Actividad =
Reescribe como una lista breve el párrafo del fragmento seleccionado que empieza con «En toalla abro mi closet» y conserva sus datos principales.

Fragmento seleccionado =
Deshabitada. Eso soy: una recién llegada a mi cuerpo y en eso me he convertido: en una mujer que no encuentra lugar dentro de sí misma. Entonces me entra un desespero apremiante, me meto a la ducha, lavó con fuerza cada centímetro de mi cuerpo, arranco y cepillo cada pelo del cuello para abajo. Me echo menjurjes en el pelo y en la cara, un exfoliante de hace años, una mascarilla de avena, un aceite de hierbabuena. Todo junto para que opere mejor y, sobre todo, más rápido. Salgo de la cabina empañada sintiéndome exactamente como Jennifer Garner cuando, convertida por arte de magia en una mujer de 30 años, se dispone a engallarse. Había un ardor en mi pecho que intenté conservar lo más que puede.

En toalla abro mi closet y veo cada prenda, cada pantalón y cada vestido. Elegí cada uno en un momento particular de mi vida. ¿Qué es la ropa, sino el lenguaje que mantiene unida a la forma del sentido? Son más de las cinco de la tarde, pero no me importa, saco un pantalón negro de talle alto y una blusa negra de boleros en las mangas que solo he usado una vez en un viaje. Me pongo unos tacones negros sutiles y unas súper candongas doradas. Me seco el cabello y me maquillo con calma. Uso todo lo que tengo: base, sombras, rubores, primers, pestañinas y brillos.

 La forma y el sentido, dije, y me refiero por supuesto a la forma en la que interactuamos con los otros y lo que eso significa para nosotros. He usado tantas modas como tantas amigas he tenido, porque cada grupo social ha requerido de mí una estética diferente. Y eso no tiene que ver con ser una mujer sin identidad —lo que sea que eso signifique—, todo lo contrario. Me refiero a la posibilidad de descubrirme al pasar de los años con la ropa que he usado. Cuántas Camilas he sido: la punkera, la reguetonera, la fresa. Podría analizar el tipo de ropa que he usado por mis edades (eso es obvio), pero también por la música que he escuchado en cierta etapa de mi vida, por mis intereses intelectuales o por los tipos de hombres a quienes quería impresionar. Las ciudades en las que he vivido, sin embargo, han sido las mayores determinantes de mi closet. No solo por el clima, sino por el tipo de personas y sus emociones entre ellas. En Bogotá siempre he sentido que las personas no suelen tocarse mucho, por eso estamos más cubiertos; mientras que en Rionegro, en donde nací, a pesar de tener casi el mismo clima bogotano, siempre estábamos en vestidos o short, siempre estábamos tocándonos la piel.

Información =

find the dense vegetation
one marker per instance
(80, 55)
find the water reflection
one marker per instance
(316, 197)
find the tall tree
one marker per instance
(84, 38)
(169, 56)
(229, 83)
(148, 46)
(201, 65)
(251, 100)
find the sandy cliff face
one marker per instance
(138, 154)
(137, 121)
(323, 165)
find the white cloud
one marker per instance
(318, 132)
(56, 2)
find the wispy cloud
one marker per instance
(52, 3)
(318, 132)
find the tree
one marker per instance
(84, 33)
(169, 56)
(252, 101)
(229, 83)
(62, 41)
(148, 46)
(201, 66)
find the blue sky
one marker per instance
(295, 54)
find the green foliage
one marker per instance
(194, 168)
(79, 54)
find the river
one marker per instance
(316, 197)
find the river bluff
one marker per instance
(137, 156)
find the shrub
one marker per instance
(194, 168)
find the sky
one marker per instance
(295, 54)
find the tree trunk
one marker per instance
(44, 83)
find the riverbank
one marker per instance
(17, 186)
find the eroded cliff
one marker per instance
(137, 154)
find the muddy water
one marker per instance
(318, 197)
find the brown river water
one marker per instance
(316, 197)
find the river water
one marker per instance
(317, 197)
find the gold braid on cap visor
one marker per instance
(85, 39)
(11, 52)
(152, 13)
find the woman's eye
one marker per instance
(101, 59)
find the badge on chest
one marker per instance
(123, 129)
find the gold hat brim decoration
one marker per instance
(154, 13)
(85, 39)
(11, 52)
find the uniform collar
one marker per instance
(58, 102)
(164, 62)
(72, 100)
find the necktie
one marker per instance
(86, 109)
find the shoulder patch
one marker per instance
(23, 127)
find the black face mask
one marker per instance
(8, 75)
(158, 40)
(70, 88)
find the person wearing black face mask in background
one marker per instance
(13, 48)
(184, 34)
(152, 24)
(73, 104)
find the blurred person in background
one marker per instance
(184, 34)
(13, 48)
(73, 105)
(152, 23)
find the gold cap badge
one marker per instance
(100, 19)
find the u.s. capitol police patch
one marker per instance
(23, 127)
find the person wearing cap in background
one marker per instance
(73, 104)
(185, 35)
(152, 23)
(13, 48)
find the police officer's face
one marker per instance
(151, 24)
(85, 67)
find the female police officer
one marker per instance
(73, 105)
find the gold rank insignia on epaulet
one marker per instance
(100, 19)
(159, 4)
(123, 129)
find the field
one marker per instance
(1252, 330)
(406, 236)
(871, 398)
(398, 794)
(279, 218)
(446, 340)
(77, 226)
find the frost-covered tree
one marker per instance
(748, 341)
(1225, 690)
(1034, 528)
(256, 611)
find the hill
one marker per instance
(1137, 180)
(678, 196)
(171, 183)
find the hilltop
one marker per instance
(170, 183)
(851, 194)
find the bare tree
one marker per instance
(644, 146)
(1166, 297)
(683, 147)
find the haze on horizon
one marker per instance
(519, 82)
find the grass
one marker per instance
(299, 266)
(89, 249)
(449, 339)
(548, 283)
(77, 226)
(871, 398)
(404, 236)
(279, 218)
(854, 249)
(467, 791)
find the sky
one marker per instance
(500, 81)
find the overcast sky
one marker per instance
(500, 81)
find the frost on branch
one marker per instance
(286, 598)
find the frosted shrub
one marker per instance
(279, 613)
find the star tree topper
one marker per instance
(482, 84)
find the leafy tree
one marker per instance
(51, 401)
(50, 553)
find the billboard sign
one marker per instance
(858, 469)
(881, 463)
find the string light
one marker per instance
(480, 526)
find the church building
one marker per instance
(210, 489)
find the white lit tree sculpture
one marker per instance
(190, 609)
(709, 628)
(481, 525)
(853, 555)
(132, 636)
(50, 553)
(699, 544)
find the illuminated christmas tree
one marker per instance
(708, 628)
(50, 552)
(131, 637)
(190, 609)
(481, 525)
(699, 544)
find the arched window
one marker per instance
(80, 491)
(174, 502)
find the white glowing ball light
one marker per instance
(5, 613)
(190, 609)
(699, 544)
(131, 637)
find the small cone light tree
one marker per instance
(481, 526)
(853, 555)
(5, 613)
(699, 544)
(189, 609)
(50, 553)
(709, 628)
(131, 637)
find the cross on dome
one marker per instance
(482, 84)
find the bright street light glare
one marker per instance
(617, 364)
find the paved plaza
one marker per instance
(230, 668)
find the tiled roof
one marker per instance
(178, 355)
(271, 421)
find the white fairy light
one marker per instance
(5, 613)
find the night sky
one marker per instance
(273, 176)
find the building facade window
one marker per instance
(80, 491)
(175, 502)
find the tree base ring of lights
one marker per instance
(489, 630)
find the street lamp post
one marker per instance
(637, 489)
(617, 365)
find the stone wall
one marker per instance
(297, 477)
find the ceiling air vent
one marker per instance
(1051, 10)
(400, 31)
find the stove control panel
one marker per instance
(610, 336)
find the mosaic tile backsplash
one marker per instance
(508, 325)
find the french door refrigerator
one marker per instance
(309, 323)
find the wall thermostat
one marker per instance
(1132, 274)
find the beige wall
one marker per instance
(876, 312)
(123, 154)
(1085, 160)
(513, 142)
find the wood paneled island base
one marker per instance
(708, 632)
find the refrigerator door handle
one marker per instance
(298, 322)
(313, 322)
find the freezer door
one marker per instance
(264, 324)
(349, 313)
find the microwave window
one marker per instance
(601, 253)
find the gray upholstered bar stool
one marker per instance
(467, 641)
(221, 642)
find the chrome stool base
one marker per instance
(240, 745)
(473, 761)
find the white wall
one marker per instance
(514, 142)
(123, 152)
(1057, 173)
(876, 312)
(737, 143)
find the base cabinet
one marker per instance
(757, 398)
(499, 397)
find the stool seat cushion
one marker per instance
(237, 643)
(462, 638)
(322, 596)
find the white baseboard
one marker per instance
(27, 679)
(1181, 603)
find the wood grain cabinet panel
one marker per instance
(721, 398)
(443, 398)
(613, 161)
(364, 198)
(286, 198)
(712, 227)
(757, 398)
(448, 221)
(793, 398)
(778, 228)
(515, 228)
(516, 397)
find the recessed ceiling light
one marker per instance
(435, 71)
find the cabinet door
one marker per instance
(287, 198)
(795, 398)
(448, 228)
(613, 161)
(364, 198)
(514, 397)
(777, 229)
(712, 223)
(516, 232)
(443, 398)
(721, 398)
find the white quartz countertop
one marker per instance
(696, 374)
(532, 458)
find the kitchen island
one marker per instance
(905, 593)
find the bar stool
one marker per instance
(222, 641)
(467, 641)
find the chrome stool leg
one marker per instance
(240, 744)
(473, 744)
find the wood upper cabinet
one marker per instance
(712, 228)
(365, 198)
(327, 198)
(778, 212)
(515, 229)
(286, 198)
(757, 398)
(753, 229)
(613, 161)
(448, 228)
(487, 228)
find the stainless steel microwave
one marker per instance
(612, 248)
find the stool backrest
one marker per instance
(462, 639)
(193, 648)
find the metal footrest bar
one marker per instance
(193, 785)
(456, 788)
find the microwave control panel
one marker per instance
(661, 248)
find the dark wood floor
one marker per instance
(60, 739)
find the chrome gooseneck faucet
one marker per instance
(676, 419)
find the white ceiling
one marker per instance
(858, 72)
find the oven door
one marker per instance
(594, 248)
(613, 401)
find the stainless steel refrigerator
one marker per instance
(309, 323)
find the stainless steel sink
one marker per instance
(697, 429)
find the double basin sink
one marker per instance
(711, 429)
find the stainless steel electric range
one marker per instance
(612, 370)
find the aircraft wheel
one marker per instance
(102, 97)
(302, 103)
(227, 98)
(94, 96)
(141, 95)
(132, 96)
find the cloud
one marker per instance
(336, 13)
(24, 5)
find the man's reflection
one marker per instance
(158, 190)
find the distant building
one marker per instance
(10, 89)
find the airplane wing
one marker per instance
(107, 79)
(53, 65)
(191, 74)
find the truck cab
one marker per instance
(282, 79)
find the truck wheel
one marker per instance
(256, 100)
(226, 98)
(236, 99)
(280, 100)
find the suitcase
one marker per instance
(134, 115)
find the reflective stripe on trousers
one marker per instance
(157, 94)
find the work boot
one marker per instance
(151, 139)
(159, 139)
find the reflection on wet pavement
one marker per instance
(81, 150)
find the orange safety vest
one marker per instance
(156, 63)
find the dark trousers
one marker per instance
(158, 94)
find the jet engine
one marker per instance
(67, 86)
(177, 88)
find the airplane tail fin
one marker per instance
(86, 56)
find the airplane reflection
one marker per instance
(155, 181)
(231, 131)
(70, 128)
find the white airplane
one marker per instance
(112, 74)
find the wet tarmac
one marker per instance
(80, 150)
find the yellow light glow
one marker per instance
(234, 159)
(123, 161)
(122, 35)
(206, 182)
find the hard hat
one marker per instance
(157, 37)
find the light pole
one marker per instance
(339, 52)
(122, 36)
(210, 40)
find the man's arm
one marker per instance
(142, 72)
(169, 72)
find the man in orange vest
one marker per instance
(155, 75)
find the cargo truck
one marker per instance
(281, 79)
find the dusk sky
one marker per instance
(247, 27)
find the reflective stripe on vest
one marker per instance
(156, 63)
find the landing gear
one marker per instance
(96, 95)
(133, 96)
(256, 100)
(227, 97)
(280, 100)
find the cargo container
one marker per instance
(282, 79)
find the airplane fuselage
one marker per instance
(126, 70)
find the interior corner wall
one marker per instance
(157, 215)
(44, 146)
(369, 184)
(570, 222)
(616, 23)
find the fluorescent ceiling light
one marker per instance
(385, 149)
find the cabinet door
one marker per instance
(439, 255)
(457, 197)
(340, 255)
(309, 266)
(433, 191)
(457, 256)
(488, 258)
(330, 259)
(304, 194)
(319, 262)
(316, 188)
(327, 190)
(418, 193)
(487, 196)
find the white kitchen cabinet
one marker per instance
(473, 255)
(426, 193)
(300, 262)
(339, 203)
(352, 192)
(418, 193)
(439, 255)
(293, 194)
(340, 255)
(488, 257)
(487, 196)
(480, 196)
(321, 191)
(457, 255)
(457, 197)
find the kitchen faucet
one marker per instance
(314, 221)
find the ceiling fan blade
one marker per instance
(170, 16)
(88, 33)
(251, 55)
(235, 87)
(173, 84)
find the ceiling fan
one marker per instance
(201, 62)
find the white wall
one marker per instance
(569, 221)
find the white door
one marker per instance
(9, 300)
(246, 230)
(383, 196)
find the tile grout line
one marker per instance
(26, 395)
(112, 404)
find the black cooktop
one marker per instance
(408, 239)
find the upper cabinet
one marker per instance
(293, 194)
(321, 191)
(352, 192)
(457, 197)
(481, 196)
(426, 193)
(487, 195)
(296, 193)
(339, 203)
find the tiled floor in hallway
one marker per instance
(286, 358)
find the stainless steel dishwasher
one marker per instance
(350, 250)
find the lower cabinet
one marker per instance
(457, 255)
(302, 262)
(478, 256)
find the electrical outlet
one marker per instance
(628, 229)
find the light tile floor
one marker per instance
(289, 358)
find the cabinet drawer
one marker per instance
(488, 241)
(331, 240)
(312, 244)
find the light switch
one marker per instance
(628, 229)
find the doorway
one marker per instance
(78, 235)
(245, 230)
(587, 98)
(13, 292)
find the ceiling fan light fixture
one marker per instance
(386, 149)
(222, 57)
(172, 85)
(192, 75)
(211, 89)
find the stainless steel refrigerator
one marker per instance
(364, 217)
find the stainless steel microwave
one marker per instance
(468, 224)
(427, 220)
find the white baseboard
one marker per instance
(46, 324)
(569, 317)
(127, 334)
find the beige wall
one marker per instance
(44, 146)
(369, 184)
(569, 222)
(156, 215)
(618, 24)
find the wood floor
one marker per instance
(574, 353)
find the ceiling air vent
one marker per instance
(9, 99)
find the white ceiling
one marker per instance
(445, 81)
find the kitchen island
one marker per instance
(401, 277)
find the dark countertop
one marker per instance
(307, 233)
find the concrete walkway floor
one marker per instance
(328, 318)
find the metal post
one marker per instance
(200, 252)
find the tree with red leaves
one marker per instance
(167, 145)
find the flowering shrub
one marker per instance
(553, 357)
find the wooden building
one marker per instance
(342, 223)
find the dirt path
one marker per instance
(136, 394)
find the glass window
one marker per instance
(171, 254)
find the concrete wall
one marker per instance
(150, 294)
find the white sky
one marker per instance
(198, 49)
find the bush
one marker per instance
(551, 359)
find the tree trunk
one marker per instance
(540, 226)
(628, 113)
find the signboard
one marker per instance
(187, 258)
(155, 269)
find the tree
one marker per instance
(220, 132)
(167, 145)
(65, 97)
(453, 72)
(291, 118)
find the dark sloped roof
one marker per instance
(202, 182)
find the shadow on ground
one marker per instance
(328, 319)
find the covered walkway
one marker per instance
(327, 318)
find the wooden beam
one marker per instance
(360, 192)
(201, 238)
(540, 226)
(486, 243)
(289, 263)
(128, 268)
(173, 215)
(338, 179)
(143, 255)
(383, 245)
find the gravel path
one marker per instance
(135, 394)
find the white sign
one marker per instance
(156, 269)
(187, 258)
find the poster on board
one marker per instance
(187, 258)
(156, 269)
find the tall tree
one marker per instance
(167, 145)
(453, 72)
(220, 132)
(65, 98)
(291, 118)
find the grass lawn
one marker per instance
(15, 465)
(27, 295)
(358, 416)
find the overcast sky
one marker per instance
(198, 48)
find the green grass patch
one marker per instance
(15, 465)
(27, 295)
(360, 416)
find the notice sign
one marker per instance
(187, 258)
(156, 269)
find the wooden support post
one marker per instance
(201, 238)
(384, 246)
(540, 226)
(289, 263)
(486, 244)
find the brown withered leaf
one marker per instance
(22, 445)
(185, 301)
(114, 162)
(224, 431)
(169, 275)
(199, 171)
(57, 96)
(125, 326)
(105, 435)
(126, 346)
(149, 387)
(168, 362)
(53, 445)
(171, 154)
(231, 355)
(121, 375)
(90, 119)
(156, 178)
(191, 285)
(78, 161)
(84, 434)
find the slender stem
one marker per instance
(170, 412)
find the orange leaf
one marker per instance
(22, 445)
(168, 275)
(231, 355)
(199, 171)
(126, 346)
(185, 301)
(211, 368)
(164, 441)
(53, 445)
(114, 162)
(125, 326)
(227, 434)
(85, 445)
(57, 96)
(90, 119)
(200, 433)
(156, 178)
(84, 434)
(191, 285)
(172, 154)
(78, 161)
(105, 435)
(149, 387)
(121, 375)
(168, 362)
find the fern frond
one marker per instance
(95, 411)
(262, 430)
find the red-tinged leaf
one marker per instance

Respuesta =
- En toalla, abro el closet y miro cada prenda, elegida en un momento particular de mi vida.
- La ropa es el lenguaje que mantiene unida la forma al sentido.
- Aunque son más de las cinco de la tarde, saco un pantalón negro de talle alto y una blusa negra con boleros en las mangas, usada solo una vez en un viaje.
- Me pongo unos tacones negros sutiles y unas candongas doradas muy grandes.
- Me seco el cabello y me maquillo con calma con todo lo que tengo: base, sombras, rubores, primers, pestañinas y brillos.